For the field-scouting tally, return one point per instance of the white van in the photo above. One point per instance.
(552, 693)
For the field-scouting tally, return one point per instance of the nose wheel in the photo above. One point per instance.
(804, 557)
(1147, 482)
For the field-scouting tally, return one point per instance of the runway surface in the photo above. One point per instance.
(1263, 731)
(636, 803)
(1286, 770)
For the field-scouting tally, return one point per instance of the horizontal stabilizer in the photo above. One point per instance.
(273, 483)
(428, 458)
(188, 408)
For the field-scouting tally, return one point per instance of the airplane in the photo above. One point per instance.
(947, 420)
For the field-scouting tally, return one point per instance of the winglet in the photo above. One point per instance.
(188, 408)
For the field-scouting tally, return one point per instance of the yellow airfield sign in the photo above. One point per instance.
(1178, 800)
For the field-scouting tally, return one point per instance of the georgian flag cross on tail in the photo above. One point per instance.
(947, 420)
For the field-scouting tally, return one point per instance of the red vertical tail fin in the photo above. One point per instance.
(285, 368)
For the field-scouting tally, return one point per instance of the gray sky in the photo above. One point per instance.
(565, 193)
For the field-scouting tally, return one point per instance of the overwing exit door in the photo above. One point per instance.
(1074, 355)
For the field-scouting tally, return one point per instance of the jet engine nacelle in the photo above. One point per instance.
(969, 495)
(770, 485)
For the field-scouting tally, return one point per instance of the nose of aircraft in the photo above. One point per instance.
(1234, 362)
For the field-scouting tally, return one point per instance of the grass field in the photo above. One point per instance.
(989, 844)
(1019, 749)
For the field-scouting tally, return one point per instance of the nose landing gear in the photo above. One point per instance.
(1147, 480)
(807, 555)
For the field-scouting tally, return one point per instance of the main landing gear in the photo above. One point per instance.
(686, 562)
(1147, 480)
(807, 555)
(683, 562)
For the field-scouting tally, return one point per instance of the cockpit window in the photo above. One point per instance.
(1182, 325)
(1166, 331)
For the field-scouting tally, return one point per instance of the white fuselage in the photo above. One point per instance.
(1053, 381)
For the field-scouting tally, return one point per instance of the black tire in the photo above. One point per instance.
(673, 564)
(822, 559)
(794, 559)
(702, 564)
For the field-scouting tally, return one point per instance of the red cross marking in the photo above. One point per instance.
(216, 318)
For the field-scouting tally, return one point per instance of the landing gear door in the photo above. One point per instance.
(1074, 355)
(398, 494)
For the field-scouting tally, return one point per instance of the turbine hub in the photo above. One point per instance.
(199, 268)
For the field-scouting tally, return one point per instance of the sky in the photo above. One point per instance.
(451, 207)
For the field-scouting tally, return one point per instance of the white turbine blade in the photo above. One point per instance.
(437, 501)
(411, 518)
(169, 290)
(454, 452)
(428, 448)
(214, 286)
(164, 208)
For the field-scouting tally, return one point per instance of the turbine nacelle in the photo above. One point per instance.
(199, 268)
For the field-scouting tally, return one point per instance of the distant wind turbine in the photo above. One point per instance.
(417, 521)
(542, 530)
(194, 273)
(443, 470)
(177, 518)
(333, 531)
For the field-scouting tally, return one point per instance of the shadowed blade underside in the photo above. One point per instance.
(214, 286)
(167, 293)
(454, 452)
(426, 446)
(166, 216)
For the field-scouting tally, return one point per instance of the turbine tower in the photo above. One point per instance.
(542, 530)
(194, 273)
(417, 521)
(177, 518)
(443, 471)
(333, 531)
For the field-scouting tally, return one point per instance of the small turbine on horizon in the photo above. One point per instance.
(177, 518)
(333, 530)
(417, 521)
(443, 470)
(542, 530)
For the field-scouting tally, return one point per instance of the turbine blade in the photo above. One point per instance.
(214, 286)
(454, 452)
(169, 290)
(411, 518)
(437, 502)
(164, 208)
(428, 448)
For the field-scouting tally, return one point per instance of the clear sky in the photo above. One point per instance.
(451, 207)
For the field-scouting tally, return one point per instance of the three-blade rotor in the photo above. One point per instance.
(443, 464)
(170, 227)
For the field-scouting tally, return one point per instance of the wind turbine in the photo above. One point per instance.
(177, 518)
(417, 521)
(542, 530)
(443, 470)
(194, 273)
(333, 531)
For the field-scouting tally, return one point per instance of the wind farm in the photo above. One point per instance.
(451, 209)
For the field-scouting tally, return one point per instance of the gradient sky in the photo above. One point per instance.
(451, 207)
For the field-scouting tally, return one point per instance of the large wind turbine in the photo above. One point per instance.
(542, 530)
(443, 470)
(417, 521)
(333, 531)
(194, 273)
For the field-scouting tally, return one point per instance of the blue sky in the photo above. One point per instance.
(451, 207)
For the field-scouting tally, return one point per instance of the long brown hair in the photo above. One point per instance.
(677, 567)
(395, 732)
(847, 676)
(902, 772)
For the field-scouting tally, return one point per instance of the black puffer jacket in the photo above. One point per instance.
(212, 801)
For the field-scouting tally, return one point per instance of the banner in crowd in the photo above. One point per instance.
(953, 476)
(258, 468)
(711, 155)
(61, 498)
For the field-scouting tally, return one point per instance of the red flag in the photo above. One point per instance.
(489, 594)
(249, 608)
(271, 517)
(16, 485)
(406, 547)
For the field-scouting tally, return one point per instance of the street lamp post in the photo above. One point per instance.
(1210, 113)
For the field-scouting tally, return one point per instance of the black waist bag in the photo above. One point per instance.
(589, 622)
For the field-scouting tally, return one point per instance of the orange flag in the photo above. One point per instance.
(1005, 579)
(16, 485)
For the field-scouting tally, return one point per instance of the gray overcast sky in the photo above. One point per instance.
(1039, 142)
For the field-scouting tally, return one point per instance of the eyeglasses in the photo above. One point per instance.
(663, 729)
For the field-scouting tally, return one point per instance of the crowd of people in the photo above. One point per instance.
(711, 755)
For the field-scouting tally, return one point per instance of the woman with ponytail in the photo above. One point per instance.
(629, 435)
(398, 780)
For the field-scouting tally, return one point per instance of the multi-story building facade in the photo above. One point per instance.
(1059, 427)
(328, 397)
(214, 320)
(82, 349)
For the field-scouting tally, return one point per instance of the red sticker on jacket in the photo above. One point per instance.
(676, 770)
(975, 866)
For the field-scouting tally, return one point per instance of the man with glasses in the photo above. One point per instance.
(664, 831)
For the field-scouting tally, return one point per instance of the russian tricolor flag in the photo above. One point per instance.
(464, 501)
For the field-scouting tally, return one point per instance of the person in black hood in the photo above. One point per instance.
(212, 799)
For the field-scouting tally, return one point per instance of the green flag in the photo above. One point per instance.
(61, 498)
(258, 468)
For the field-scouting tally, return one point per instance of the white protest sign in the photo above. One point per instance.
■ ■ ■
REQUEST
Quote all of the data above word for word, with every line in its original order.

THE RESULT
For the field-scouting tally, return one point per instance of the white van in the photo above. One point per instance.
(552, 693)
For the field-scouting tally, return one point per instance of the nose wheel in the photo above. One point per instance.
(804, 557)
(1147, 482)
For the field-scouting tally, return one point per instance of the runway surface in the photo above. One point per instance.
(1263, 731)
(636, 803)
(1286, 770)
For the field-scouting tally, return one point per instance of the horizontal stabilizer in the photo above. One point per instance.
(273, 483)
(428, 458)
(188, 408)
For the field-scouting tally, return one point per instance of the airplane in the photo above. One point per instance.
(947, 420)
For the field-scouting tally, return one point per instance of the winglet in the photo above. One point per instance.
(188, 408)
For the field-scouting tally, return one point per instance of the yellow airfield sign in the photo above. One point per instance.
(1178, 800)
For the field-scouting tally, return one point per instance of the georgian flag cross on tail in the photo above. One point per instance.
(947, 420)
For the field-scouting tally, return one point per instance of the red vertical tail fin in the photo above. One point per instance.
(285, 368)
For the field-scouting tally, return one point per instance of the gray sky in the photo above. One point per instance.
(565, 193)
For the field-scouting tally, return one point per instance of the overwing exit door in the photo above. One point per instance.
(1074, 355)
For the field-scouting tally, return one point per instance of the jet engine nacelle in the photo above. One point per instance.
(969, 495)
(770, 485)
For the field-scouting tally, return one point per instance of the nose of aircraft in the photo above. One point per instance.
(1234, 362)
For the field-scouting tally, return one point per instance of the grass field in the photo above. One point per instance.
(989, 844)
(1019, 749)
For the field-scouting tally, return one point per instance of the nose landing gear in the photo above. One point per instance.
(1147, 480)
(807, 555)
For the field-scouting tally, return one point per instance of the main landing gear in the photo above. One point per instance.
(686, 562)
(1147, 480)
(807, 555)
(683, 562)
For the field-scouting tally, return one point per instance of the cockpit window in the photo above. One point per instance.
(1182, 325)
(1166, 331)
For the field-scouting tally, return one point per instance of the white fuselage in the photo above. One point per instance.
(1053, 381)
For the field-scouting tally, return one point per instance of the black tire in the photo above. One point per instance.
(673, 564)
(822, 559)
(794, 559)
(702, 564)
For the field-scouting tally, return one point per instance of the red cross marking in the photo above. One point per instance.
(216, 318)
For the field-scouting tally, return one point per instance of the landing gear door in the photo above. One point per instance.
(1074, 355)
(398, 494)
For the field-scouting tally, return one point per instance of the turbine hub in the photo above. One point per instance.
(199, 268)
For the field-scouting tally, return one point per instance of the sky in the photo above. One point per instance.
(451, 207)
For the field-scouting tally, return one point per instance of the white turbine blade in the photo above. One point per instance.
(437, 501)
(411, 518)
(169, 290)
(454, 452)
(428, 448)
(214, 286)
(164, 208)
For the field-scouting tally, return one point per instance of the turbine nacelle in the photo above. One point per instance.
(199, 268)
For the field-scouting tally, return one point per instance of the distant wind turbine in the photo above. One point per instance.
(417, 521)
(542, 530)
(194, 273)
(443, 470)
(177, 518)
(333, 531)
For the field-scouting tally, return one point per instance of the shadowed blade underside in the photo above. One point per instance.
(214, 286)
(167, 293)
(454, 452)
(426, 446)
(166, 216)
For the field-scouting tally, return one point per instance of the turbine tower in the photo above. One point per instance.
(542, 530)
(194, 273)
(417, 521)
(177, 518)
(443, 471)
(333, 531)
For the field-scouting tally, return one point per instance of the small turbine on horizon in the photo above. One point per instance.
(177, 518)
(333, 530)
(417, 521)
(443, 470)
(542, 530)
For the field-scouting tally, return one point per instance of the turbine blade in the photo above. One point per instance.
(214, 286)
(454, 452)
(169, 290)
(411, 518)
(437, 502)
(164, 208)
(428, 448)
For the field-scouting tally, return one point per instance of the clear sky in the photo above. One point per instance.
(451, 207)
For the field-scouting tally, return one point per instance of the three-blade rotor in the photo above. One point per instance.
(443, 464)
(170, 227)
For the field-scouting tally, return one point per instance of the wind turbine in the photo above. One point per instance.
(177, 518)
(417, 521)
(542, 530)
(443, 470)
(194, 273)
(333, 531)
For the field-scouting tally, return one point per instance of the wind farm in the photo above. One point per instance.
(451, 209)
For the field-scouting tally, return one point per instance of the gradient sky in the photo above. One point per instance.
(451, 207)
For the field-scouting tally, return one point per instance of the large wind turbine in the photo above. One point per instance.
(542, 530)
(443, 470)
(417, 521)
(333, 531)
(194, 273)
For the field-scouting tally, return one point per instance of the blue sky in the photo above. One point per instance.
(451, 207)
For the field-scouting tally, return one point per instance of the long brown hair in the photo above. One point per instance.
(677, 567)
(395, 732)
(847, 676)
(902, 772)
For the field-scouting tally, return one point per instance of the black puffer jacket in the photo above. One point per instance.
(212, 801)
For the field-scouting tally, return one point per instance of the banner in crowd in the photo above. One point per instance.
(953, 476)
(258, 468)
(711, 155)
(61, 498)
For the field-scouting tally, return one point per instance of the red flag in the photo above. One point per instance.
(489, 594)
(249, 608)
(271, 517)
(16, 485)
(406, 547)
For the field-scouting tally, return one point per instance of the street lamp post in the photo above. One point per instance.
(1210, 113)
For the field-scouting tally, return one point per instance of the black waist bag in the photo above. One point per instance.
(589, 622)
For the field-scouting tally, return one point per instance of the orange flag in the photo above. One point per instance.
(1005, 579)
(16, 485)
For the field-scouting tally, return one point per instance of the gray overcast sky in the photo above. One point per instance.
(1039, 142)
For the field-scouting tally, return one point per instance of the eyeglasses in the photo above. One point per instance.
(663, 729)
For the field-scouting tally, return one point per instance of the crowd of people in the photo above. One point per instance.
(711, 755)
For the field-scouting tally, return one point per instance of the woman with ponytail in the photo above. One point per instance.
(629, 435)
(398, 780)
For the field-scouting tally, return one point per instance of the multi-story building facade in the photo above. One point per instance.
(1059, 427)
(328, 397)
(214, 320)
(82, 349)
For the field-scouting tally, return one point per instance of the red sticker on jacket in the photo above. One point per instance.
(676, 770)
(975, 866)
For the field-scouting tally, return one point per instance of the man with glasses in the photo above. One point per instance.
(664, 831)
For the field-scouting tally, return one point per instance of the russian tricolor flag in the photo above. One point per instance.
(464, 501)
For the field-scouting tally, return one point per instance of the person in black hood in the photo above. One point per instance.
(212, 799)
For the field-scouting tally, return one point per instance of the green flag in the photo above. One point per instance.
(61, 498)
(258, 468)
For the field-scouting tally, return one point per instance of the white protest sign in the photo above. One point per instance.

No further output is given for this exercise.